▶ Problem description
Whenever the string "nose" turns up in a line of the data below, copy that line.

[Point localization data]
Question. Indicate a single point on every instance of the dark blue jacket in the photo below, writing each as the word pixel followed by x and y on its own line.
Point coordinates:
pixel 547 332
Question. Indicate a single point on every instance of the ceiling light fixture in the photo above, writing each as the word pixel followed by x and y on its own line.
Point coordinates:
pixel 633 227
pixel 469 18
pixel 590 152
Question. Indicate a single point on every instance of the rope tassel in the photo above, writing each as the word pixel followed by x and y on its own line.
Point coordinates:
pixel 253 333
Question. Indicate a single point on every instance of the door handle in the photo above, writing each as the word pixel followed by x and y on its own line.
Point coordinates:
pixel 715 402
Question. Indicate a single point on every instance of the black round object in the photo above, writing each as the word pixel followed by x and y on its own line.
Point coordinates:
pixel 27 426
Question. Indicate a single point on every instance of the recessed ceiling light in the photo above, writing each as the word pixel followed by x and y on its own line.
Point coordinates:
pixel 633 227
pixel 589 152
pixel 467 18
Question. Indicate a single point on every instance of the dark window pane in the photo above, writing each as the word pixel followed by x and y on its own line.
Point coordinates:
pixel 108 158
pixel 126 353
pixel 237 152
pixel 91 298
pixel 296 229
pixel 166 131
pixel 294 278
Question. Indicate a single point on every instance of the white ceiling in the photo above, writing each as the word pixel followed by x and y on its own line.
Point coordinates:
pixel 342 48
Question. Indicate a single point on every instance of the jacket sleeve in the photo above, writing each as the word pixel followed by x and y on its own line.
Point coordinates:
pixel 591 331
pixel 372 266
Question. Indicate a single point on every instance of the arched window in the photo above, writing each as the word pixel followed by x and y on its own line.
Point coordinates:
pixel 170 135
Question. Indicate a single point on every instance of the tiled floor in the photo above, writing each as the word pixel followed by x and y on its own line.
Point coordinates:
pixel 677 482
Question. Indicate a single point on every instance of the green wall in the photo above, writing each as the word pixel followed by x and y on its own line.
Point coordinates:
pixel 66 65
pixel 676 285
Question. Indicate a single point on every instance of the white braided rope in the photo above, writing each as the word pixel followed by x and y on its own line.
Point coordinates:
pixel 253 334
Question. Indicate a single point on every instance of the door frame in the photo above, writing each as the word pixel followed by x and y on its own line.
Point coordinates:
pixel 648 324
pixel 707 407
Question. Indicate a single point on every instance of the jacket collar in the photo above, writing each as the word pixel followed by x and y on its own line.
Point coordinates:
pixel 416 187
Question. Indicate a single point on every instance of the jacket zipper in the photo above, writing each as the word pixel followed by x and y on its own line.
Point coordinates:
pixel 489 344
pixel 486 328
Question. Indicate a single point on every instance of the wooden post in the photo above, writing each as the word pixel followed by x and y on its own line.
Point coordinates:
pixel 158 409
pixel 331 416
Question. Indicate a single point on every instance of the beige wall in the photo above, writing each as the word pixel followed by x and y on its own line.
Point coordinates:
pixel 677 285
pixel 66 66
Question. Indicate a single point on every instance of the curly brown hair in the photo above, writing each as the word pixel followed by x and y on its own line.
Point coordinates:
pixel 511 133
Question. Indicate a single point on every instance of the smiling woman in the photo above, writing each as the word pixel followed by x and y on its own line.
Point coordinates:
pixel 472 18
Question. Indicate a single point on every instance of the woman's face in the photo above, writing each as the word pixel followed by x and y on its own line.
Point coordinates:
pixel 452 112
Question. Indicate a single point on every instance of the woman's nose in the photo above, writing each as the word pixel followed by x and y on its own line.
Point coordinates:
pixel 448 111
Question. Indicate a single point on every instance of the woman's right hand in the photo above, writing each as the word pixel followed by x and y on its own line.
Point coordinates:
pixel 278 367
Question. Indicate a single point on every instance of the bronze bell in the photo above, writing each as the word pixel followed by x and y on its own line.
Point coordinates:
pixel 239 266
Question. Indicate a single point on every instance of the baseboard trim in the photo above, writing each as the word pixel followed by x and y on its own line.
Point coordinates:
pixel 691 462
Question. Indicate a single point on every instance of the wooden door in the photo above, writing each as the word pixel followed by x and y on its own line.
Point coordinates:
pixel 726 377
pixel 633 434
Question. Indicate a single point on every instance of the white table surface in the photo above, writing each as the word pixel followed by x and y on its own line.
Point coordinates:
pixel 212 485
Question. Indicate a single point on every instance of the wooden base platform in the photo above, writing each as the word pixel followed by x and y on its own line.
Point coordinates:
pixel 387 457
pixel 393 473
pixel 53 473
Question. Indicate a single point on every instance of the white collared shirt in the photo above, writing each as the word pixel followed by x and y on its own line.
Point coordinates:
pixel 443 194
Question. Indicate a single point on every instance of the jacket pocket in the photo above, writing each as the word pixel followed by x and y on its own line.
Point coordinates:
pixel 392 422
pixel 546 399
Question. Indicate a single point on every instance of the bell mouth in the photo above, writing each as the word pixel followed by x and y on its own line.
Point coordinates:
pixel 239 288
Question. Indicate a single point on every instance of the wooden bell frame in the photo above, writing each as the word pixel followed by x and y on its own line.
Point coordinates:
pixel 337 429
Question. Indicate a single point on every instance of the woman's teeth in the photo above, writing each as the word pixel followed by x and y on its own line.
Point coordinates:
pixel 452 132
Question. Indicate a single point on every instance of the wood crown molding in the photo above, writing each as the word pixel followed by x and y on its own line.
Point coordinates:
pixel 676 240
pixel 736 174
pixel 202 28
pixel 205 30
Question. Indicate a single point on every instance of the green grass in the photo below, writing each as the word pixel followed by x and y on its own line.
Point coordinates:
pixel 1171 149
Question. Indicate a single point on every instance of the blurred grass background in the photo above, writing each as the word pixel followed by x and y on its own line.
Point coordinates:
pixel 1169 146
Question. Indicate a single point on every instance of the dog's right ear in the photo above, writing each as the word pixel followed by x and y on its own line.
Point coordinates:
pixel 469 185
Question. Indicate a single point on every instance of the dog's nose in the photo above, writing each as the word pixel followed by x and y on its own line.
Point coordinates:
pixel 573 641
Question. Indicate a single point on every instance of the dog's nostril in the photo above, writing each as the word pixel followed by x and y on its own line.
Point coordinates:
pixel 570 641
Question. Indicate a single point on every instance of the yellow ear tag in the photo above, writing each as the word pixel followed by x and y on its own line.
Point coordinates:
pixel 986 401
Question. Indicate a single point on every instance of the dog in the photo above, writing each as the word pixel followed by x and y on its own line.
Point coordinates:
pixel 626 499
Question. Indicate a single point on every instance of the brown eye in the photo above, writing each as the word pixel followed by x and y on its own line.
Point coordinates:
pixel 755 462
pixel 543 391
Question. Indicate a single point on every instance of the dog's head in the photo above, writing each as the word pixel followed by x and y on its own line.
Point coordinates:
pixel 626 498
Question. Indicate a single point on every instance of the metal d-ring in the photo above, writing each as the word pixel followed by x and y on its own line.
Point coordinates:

▶ Solved exercise
Question. Indicate a single point on every instance of the woman's nose in the photo above, writing each as the word pixel followed by x and y on its own line.
Question. Indicate a single point on every instance of the dog's nose in the photo above, writing each as the word pixel followed by x and y on its own line.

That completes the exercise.